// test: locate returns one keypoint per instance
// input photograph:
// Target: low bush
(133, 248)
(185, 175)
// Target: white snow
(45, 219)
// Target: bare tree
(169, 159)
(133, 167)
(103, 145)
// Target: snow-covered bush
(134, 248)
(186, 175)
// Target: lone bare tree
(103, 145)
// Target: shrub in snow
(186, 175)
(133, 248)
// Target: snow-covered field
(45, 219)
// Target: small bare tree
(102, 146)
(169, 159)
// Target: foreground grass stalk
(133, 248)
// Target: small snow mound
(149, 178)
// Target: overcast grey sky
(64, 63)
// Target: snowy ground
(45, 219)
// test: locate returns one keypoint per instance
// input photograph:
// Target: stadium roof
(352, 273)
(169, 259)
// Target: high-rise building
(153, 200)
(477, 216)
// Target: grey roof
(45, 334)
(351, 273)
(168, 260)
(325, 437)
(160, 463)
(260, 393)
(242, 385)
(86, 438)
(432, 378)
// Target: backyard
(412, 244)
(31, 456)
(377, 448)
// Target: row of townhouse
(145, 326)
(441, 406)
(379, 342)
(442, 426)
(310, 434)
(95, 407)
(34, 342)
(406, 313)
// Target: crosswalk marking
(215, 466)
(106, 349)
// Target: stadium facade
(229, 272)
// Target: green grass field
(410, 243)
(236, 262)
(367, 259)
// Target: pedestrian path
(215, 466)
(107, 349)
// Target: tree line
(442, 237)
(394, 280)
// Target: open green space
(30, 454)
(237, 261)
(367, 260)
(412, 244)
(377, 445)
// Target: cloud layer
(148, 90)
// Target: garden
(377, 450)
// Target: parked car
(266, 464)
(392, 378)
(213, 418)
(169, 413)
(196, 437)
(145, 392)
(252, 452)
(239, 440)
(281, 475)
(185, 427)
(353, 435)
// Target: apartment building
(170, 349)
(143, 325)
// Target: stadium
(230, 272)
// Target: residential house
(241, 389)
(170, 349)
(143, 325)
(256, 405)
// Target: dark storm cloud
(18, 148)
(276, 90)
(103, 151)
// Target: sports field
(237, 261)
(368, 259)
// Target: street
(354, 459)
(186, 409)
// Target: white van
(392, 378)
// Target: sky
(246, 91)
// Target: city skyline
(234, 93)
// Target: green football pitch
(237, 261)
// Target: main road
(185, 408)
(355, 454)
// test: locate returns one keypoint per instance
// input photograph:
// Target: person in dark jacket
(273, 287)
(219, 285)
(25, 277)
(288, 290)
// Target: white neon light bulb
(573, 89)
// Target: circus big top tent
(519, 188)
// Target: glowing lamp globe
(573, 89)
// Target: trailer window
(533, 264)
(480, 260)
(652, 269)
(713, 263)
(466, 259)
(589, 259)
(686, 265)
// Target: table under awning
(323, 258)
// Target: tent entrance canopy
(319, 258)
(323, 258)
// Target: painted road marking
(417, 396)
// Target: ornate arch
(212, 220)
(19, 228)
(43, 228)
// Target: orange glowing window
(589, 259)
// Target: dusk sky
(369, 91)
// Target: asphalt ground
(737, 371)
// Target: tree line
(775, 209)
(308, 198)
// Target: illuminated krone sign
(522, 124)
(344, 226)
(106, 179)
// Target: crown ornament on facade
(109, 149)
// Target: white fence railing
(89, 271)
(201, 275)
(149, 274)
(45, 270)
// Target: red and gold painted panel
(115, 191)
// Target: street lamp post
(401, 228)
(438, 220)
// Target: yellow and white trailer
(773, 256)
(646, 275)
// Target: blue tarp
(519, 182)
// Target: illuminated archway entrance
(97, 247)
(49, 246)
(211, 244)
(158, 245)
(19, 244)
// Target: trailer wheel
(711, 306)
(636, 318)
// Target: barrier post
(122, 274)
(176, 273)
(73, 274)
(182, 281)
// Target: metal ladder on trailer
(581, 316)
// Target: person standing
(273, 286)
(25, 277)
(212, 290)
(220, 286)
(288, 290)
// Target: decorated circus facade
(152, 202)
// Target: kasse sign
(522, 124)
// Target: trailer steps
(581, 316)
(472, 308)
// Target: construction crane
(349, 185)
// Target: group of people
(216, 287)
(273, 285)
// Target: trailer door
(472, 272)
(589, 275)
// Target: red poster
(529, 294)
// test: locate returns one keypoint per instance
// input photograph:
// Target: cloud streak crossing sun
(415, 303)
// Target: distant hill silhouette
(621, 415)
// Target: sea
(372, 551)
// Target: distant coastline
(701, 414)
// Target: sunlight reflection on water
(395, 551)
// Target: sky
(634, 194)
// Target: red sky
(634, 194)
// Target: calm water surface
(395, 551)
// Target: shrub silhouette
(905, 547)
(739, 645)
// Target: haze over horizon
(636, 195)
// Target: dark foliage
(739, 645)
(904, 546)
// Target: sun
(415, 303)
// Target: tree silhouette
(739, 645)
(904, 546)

● ● ● ● ● ● ●

== YOUR TASK ==
Output the data above exactly, please, line for line.

== THE ANSWER ==
// test: locate returns one keypoint per instance
// input photograph:
// Target: low bush
(133, 248)
(185, 175)
// Target: white snow
(45, 219)
// Target: bare tree
(169, 159)
(133, 167)
(103, 145)
// Target: snow-covered bush
(134, 248)
(186, 175)
// Target: lone bare tree
(103, 145)
// Target: shrub in snow
(186, 175)
(133, 248)
// Target: snow-covered field
(45, 219)
// Target: small bare tree
(102, 146)
(169, 159)
// Target: foreground grass stalk
(133, 248)
// Target: small snow mound
(149, 178)
// Target: overcast grey sky
(64, 63)
// Target: snowy ground
(45, 219)
// test: locate returns one keypoint per instance
// input photograph:
// Target: stadium roof
(352, 273)
(169, 259)
// Target: high-rise building
(153, 200)
(477, 216)
// Target: grey roof
(45, 334)
(351, 273)
(168, 260)
(325, 437)
(160, 463)
(260, 393)
(242, 385)
(86, 438)
(432, 378)
// Target: backyard
(412, 244)
(31, 456)
(377, 448)
// Target: row of townhouse
(145, 326)
(441, 406)
(379, 342)
(442, 426)
(310, 434)
(95, 407)
(34, 342)
(406, 313)
// Target: crosswalk marking
(215, 466)
(106, 349)
// Target: stadium facade
(229, 272)
// Target: green grass field
(410, 243)
(236, 262)
(367, 259)
// Target: pedestrian path
(215, 466)
(107, 349)
// Target: tree line
(442, 237)
(394, 280)
// Target: open green space
(30, 454)
(237, 261)
(367, 260)
(412, 244)
(377, 445)
// Target: cloud layer
(148, 90)
// Target: garden
(377, 450)
// Target: parked car
(266, 464)
(392, 378)
(213, 418)
(169, 413)
(196, 437)
(145, 392)
(252, 452)
(239, 440)
(281, 475)
(185, 427)
(353, 435)
// Target: apartment building
(170, 349)
(143, 325)
// Target: stadium
(230, 272)
// Target: residential house
(241, 389)
(170, 349)
(143, 325)
(256, 405)
// Target: dark storm cloud
(18, 148)
(276, 90)
(103, 151)
// Target: sports field
(237, 261)
(368, 259)
// Target: street
(354, 459)
(186, 409)
// Target: white van
(392, 378)
// Target: sky
(246, 91)
// Target: city skyline
(234, 93)
// Target: green football pitch
(237, 261)
// Target: main road
(185, 408)
(355, 454)
// test: locate returns one keypoint per instance
// input photograph:
// Target: person in dark jacket
(273, 287)
(219, 285)
(25, 277)
(288, 290)
// Target: white neon light bulb
(573, 89)
// Target: circus big top tent
(519, 188)
// Target: glowing lamp globe
(573, 89)
// Target: trailer window
(533, 264)
(480, 260)
(652, 269)
(713, 263)
(466, 259)
(589, 259)
(686, 265)
// Target: table under awning
(323, 258)
// Target: tent entrance canopy
(319, 258)
(323, 258)
// Target: painted road marking
(417, 396)
// Target: ornate arch
(212, 220)
(19, 228)
(43, 228)
// Target: orange glowing window
(589, 259)
// Target: dusk sky
(369, 91)
// Target: asphalt ground
(737, 371)
// Target: tree line
(775, 209)
(308, 198)
// Target: illuminated krone sign
(522, 124)
(344, 226)
(106, 179)
// Target: crown ornament on facade
(109, 149)
// Target: white fence railing
(89, 271)
(201, 275)
(149, 274)
(45, 270)
// Target: red and gold painted panel
(115, 191)
// Target: street lamp post
(401, 228)
(438, 220)
// Target: yellow and white trailer
(773, 256)
(646, 275)
// Target: blue tarp
(519, 182)
// Target: illuminated archway entrance
(97, 247)
(49, 246)
(211, 244)
(158, 245)
(19, 244)
// Target: trailer wheel
(711, 306)
(636, 318)
// Target: barrier post
(122, 274)
(176, 273)
(73, 274)
(182, 281)
// Target: metal ladder on trailer
(581, 316)
// Target: person standing
(273, 286)
(25, 277)
(212, 290)
(220, 286)
(288, 290)
// Target: decorated circus facade
(152, 202)
// Target: kasse sign
(522, 124)
// Target: trailer steps
(581, 316)
(472, 308)
// Target: construction crane
(349, 185)
// Target: group of people
(216, 287)
(273, 285)
// Target: trailer door
(472, 272)
(589, 275)
// Target: red poster
(529, 294)
// test: locate returns one keypoint per instance
// input photograph:
// Target: cloud streak crossing sun
(415, 303)
// Target: distant hill silhouette
(621, 415)
// Target: sea
(372, 551)
// Target: distant coastline
(701, 414)
// Target: sunlight reflection on water
(395, 551)
// Target: sky
(634, 194)
// Target: red sky
(634, 194)
// Target: calm water surface
(395, 551)
// Target: shrub silhouette
(905, 547)
(739, 645)
// Target: haze over horizon
(636, 195)
// Target: dark foliage
(739, 645)
(904, 546)
// Target: sun
(415, 303)
// Target: tree silhouette
(739, 645)
(904, 546)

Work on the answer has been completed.